Description of the task: Reproduce the data below line for line, leaving out the pictures.

Dataset entries:
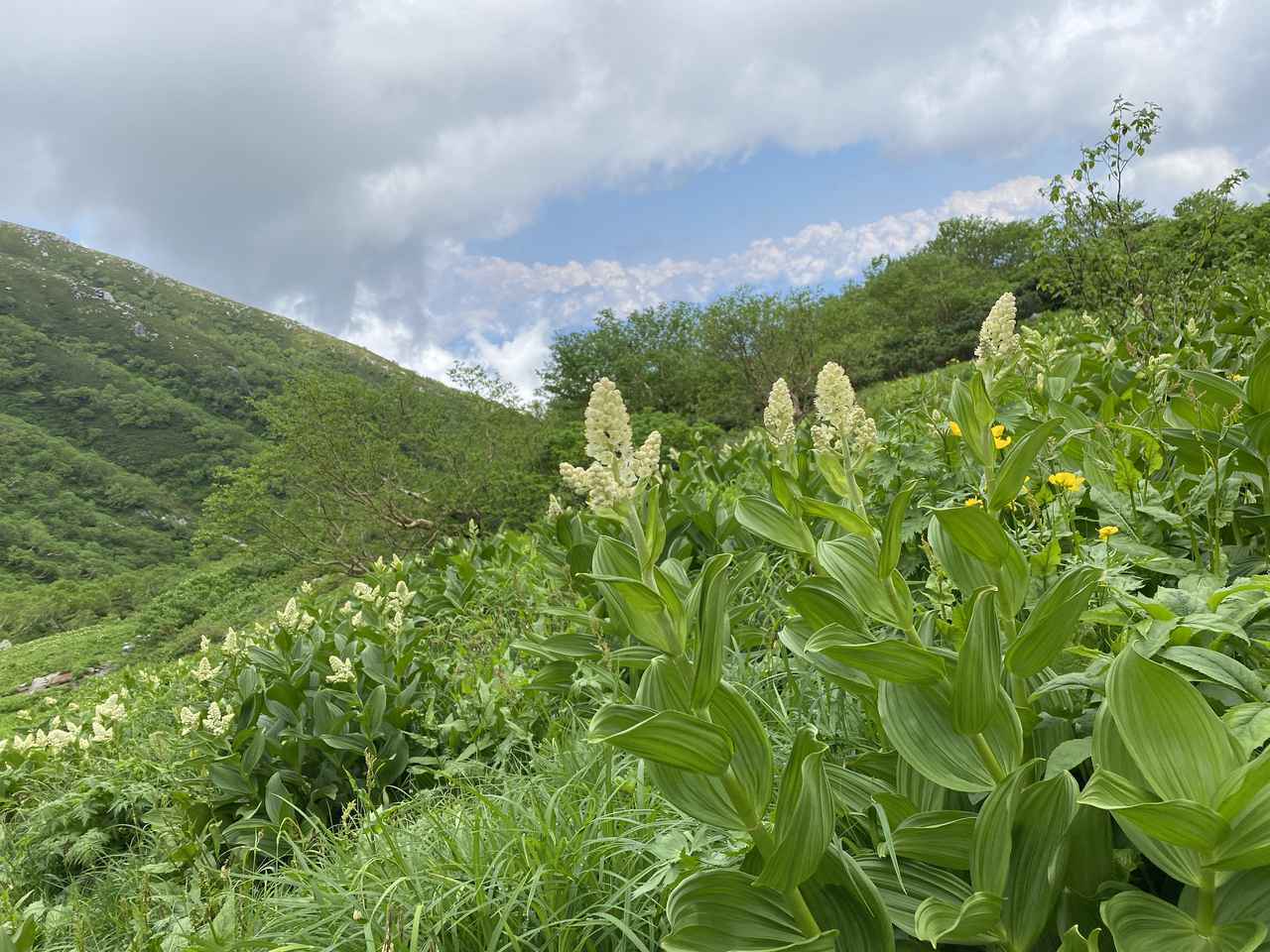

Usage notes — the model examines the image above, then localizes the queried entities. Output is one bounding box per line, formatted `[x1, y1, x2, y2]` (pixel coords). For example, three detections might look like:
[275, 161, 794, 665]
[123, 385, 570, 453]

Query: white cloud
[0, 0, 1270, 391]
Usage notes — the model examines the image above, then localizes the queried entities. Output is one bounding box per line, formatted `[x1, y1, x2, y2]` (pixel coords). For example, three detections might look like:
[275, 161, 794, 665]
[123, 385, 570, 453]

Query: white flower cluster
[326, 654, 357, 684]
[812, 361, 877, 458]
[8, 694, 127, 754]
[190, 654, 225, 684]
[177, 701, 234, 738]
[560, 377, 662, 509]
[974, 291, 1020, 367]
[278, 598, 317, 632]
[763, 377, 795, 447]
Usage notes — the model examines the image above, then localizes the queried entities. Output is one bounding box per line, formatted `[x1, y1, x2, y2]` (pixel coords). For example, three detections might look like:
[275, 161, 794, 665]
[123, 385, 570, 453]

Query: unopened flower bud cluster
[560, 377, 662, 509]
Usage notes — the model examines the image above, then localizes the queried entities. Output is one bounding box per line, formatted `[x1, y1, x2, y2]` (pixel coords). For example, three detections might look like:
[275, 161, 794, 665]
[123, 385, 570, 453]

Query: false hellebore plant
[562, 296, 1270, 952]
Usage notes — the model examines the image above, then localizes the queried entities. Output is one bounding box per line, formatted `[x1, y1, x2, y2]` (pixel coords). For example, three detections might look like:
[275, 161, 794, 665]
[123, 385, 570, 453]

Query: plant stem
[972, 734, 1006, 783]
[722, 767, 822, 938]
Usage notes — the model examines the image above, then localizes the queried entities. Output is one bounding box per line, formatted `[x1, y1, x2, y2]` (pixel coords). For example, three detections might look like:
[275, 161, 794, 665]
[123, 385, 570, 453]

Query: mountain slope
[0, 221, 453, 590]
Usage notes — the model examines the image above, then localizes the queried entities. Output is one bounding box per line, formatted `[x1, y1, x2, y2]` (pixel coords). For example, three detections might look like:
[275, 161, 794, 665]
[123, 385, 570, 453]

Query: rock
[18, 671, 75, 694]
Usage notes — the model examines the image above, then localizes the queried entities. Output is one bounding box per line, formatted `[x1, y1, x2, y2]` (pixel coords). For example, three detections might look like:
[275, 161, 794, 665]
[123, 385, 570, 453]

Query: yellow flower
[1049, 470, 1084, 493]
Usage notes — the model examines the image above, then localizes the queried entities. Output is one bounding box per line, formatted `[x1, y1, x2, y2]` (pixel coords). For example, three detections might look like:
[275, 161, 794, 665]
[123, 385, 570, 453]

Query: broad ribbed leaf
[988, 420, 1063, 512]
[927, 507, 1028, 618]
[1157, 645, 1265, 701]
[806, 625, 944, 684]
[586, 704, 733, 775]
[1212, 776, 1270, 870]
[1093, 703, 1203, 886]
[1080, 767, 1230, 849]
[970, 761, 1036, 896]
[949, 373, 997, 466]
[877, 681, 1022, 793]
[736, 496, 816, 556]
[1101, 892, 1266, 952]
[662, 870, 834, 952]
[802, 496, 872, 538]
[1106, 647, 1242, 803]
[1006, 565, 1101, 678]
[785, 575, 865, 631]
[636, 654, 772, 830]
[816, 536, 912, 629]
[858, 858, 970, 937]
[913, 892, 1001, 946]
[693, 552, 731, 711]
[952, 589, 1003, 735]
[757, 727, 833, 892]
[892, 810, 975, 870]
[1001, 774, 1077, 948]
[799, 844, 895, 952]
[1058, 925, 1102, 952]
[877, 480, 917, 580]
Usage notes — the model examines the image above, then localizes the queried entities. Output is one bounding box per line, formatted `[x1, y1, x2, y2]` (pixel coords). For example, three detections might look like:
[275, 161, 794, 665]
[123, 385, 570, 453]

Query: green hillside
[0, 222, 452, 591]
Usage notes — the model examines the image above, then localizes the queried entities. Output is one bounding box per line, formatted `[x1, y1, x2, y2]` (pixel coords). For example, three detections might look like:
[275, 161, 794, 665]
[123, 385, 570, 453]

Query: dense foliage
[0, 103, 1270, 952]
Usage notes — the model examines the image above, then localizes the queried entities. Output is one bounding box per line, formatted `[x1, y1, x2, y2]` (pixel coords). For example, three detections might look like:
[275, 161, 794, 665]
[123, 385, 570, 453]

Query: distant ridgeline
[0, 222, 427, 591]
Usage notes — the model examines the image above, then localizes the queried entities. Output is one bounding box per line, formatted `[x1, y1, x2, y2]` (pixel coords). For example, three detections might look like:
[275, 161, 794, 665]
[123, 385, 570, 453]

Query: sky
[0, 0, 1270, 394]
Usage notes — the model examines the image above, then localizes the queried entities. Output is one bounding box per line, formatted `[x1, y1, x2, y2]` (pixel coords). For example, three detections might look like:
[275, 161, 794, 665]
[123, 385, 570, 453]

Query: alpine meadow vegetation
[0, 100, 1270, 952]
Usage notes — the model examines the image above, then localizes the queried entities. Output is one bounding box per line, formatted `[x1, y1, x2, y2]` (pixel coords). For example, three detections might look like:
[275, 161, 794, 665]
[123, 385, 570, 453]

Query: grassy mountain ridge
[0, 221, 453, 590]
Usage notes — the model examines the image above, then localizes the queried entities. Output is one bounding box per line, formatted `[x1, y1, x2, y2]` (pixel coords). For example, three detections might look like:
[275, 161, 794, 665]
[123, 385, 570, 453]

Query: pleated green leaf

Final result:
Usage notes — the model examines the image above, then localizes the queried entities. Output is one bounding box per line, formatted `[x1, y1, x2, y2]` (pixel coords). For example, three detections might look like:
[275, 161, 794, 665]
[123, 385, 570, 453]

Query: white cloud
[0, 0, 1270, 391]
Usage notes — the model examines the image above, then localizes the queried entities. Output is one bounding box per line, formatted `[x1, y1, x2, y2]` (pixel coords). For example, three detections might look like:
[275, 161, 794, 665]
[123, 385, 570, 453]

Query: white flower cluster
[326, 654, 357, 684]
[812, 361, 877, 458]
[8, 694, 127, 754]
[190, 654, 225, 684]
[177, 701, 234, 738]
[560, 377, 662, 509]
[974, 291, 1020, 367]
[278, 598, 317, 632]
[763, 377, 795, 447]
Usage notes — the model examines the image above, then localizes the queried entities. Output is one bounding box per line, formatted `[x1, y1, x2, y2]` (pixel coords). For example, three detections might look like:
[275, 161, 794, 665]
[123, 385, 570, 453]

Query: unopened flower bud cluster
[560, 377, 662, 509]
Usage notes — the model examines the image above, then localizes the queried entities. Output is one bounding box per line, formatted `[x1, y1, x2, y2]` (pixel coords). For example, three detections might look like:
[275, 161, 794, 665]
[123, 385, 570, 453]

Query: false hellebore plant
[562, 296, 1270, 952]
Usage notes — the model examines the image above, then localizes the queried entities. Output is one bounding box per line, formatted `[x1, y1, x2, y2]` (pixel coords). For example, three detections might look like:
[275, 161, 794, 665]
[123, 385, 570, 453]

Query: plant stem
[972, 734, 1006, 783]
[722, 767, 822, 938]
Usage notes — the model examines the image above, then localizes the queried entities. Output is one bounding box per line, formatted `[x1, y1, x2, y2]` (pixel coords). For example, three detections might look like:
[275, 161, 794, 665]
[123, 385, 570, 453]

Query: mountain slope
[0, 221, 453, 590]
Usage notes — the model examines the image above, then localizes the queried entities. Output is one bounding box per line, formatted `[x1, y1, x2, y2]` (pixel coords). For example, three detections might look like:
[275, 161, 794, 665]
[123, 385, 570, 453]

Query: rock
[18, 671, 75, 694]
Usage notes — the model examines the image above, then localizes the queried entities. Output is one bounding box per line, formatted `[x1, y1, x2, y2]` (pixel coords). For example, three detections might look like:
[275, 161, 794, 665]
[123, 385, 570, 453]

Query: yellow flower
[1049, 470, 1084, 493]
Usage notes — the model examines the image above, then localizes the queried entities. Output is one bounding box per line, formatted `[x1, y1, x2, y2]` (pixel coords). For example, three detections might look like:
[275, 161, 794, 665]
[123, 385, 570, 453]

Query: broad ribbed leaf
[988, 420, 1063, 512]
[927, 507, 1028, 618]
[1157, 645, 1265, 701]
[806, 625, 944, 684]
[586, 704, 733, 775]
[1212, 776, 1270, 870]
[1093, 703, 1203, 886]
[1080, 767, 1230, 849]
[970, 761, 1036, 896]
[949, 373, 997, 466]
[877, 681, 1022, 793]
[736, 496, 816, 556]
[1101, 892, 1266, 952]
[662, 870, 834, 952]
[802, 496, 872, 538]
[1106, 647, 1242, 803]
[1006, 565, 1101, 678]
[785, 575, 865, 631]
[636, 654, 772, 830]
[816, 536, 912, 629]
[858, 858, 970, 937]
[913, 892, 1001, 946]
[693, 552, 731, 711]
[952, 589, 1003, 735]
[757, 727, 833, 892]
[892, 810, 975, 870]
[1001, 774, 1077, 948]
[799, 844, 895, 952]
[1058, 925, 1102, 952]
[877, 480, 917, 580]
Usage notes — the model examines the image above, then localizes the queried entities. Output is one bounding box per line, formatted `[x1, y1, x2, y2]` (pixel coords). For example, three detections might look like:
[275, 161, 794, 665]
[123, 385, 570, 453]

Query: green hillside
[0, 222, 452, 591]
Usage notes — the model examines the image above, then localizes the queried entities. Output is one bounding box per line, formatted `[x1, y1, x2, y2]` (pixel coords). For example, three detections might look like:
[275, 161, 794, 665]
[123, 385, 570, 453]

Query: dense foliage
[0, 103, 1270, 952]
Usage notes — the model examines the image above, then localizes the queried entities. Output is one bounding box per line, formatted `[x1, y1, x2, y2]` (pixel coords). For example, three detections might look like:
[275, 161, 794, 665]
[123, 385, 570, 453]

Query: distant ridgeline
[0, 222, 427, 591]
Usage notes — the model examines the image above, then localizes the queried entities. Output is one bounding box per line, formatted `[x1, y1, x2, y2]` (pixel coords). For example, three detections might look like:
[275, 161, 794, 665]
[123, 385, 570, 453]

Query: sky
[0, 0, 1270, 394]
Usage notes — the model examines the image above, then localizes the queried entities. Output is one bounding box per line, formatted `[x1, y1, x2, y2]` (pixel coords). For example, three detections might look like:
[275, 161, 794, 665]
[123, 385, 570, 453]

Query: alpine meadow vegetation
[0, 100, 1270, 952]
Usage notes — the model examines the image above, then localizes the queried entities. Output is one bounding box per line, formatted `[x1, y1, x2, y2]` (pixel coords). For example, three detections might look like:
[275, 161, 794, 665]
[123, 385, 570, 453]

Query: grassy mountain ridge
[0, 221, 453, 590]
Usage notes — the model examines the image above, then localizes the queried entities. Output is one bounding box per line, formatted `[x1, y1, x2, y2]` (pixel coords). For example, three detections might look like:
[275, 161, 794, 665]
[123, 385, 570, 453]

Query: pleated green leaf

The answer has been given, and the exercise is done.